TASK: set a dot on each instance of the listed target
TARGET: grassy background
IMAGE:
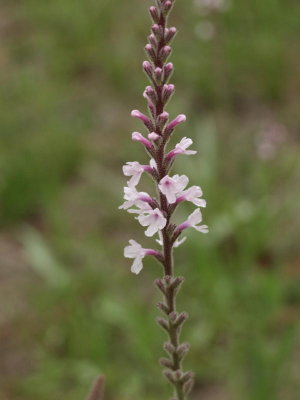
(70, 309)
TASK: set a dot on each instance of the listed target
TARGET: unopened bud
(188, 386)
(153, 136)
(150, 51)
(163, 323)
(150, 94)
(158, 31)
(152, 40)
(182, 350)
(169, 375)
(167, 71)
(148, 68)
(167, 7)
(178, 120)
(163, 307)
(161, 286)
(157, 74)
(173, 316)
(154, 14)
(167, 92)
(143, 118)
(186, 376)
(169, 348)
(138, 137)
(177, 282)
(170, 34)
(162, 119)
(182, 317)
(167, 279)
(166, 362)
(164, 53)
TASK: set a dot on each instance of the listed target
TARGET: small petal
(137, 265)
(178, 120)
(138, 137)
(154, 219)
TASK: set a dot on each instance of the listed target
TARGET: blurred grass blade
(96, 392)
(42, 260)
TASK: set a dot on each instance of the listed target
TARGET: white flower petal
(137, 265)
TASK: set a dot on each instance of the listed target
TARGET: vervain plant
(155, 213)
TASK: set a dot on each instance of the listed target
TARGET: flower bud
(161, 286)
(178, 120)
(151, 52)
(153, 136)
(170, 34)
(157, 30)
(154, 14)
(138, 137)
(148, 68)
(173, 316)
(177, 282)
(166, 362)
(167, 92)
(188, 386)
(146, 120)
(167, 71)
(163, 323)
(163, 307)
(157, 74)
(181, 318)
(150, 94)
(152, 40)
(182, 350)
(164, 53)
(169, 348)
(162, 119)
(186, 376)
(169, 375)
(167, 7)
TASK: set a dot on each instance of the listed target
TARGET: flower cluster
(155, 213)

# # # # # # #

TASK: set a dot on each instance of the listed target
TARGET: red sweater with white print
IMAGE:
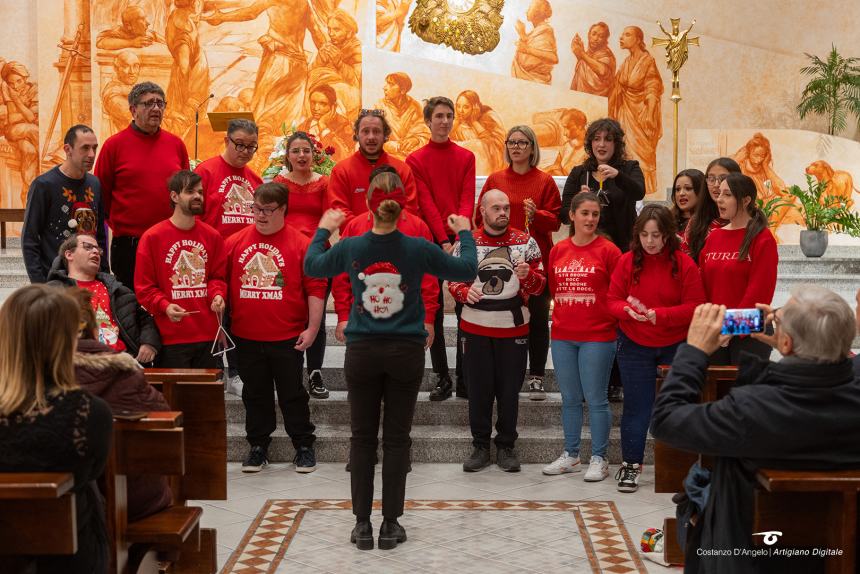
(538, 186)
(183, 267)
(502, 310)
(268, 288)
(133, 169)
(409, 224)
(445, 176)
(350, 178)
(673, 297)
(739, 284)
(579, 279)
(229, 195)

# # # # # # #

Count the lines in the entries above that contain the string "flower", with case counting. Give only the number.

3